Would you write out the listing verbatim and skip every picture in it?

§ **DATA EXTRACTS**:

»»

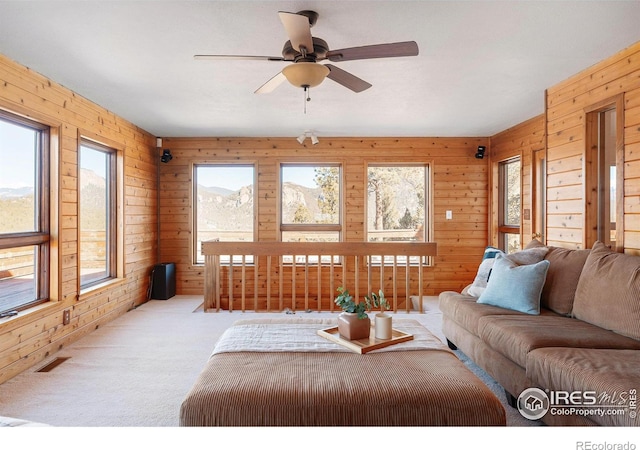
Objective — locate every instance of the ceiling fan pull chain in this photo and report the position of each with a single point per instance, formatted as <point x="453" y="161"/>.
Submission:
<point x="307" y="89"/>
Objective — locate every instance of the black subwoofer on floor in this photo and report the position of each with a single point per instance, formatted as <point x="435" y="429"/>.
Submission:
<point x="163" y="281"/>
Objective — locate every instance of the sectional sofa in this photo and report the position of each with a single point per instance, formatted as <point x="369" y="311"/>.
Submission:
<point x="565" y="322"/>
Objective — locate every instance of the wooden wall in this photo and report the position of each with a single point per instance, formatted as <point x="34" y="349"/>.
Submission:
<point x="566" y="105"/>
<point x="524" y="141"/>
<point x="32" y="336"/>
<point x="459" y="184"/>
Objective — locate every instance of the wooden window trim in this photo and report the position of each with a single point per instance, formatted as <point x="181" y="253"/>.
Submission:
<point x="193" y="222"/>
<point x="310" y="227"/>
<point x="115" y="187"/>
<point x="590" y="168"/>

««

§ **SOLUTION**:
Objective — locate every instance of the ceiling fan pull chain in this photo and report the position of each with a single point per instance, formatted as <point x="453" y="161"/>.
Submission:
<point x="307" y="89"/>
Objective — locate every instance of the black subwoofer on floor in this photo and report the position of each with a single point per instance, formatted as <point x="435" y="429"/>.
Submission:
<point x="163" y="281"/>
Objective — locate every instance of the sectional sofa in this photo and report the position of each with a single point per instance, formatted as <point x="369" y="311"/>.
Submission:
<point x="565" y="322"/>
Objective — locate every instance of the wooden wall in this photo and report the position of each with a single point per instance, formatted as <point x="34" y="349"/>.
Submission:
<point x="566" y="105"/>
<point x="524" y="141"/>
<point x="32" y="336"/>
<point x="459" y="184"/>
Objective — locate every instance of the wooden window trim in this photo and report the position of each with a single point per instance, formatted as <point x="181" y="253"/>.
Submission:
<point x="193" y="222"/>
<point x="310" y="227"/>
<point x="115" y="187"/>
<point x="590" y="168"/>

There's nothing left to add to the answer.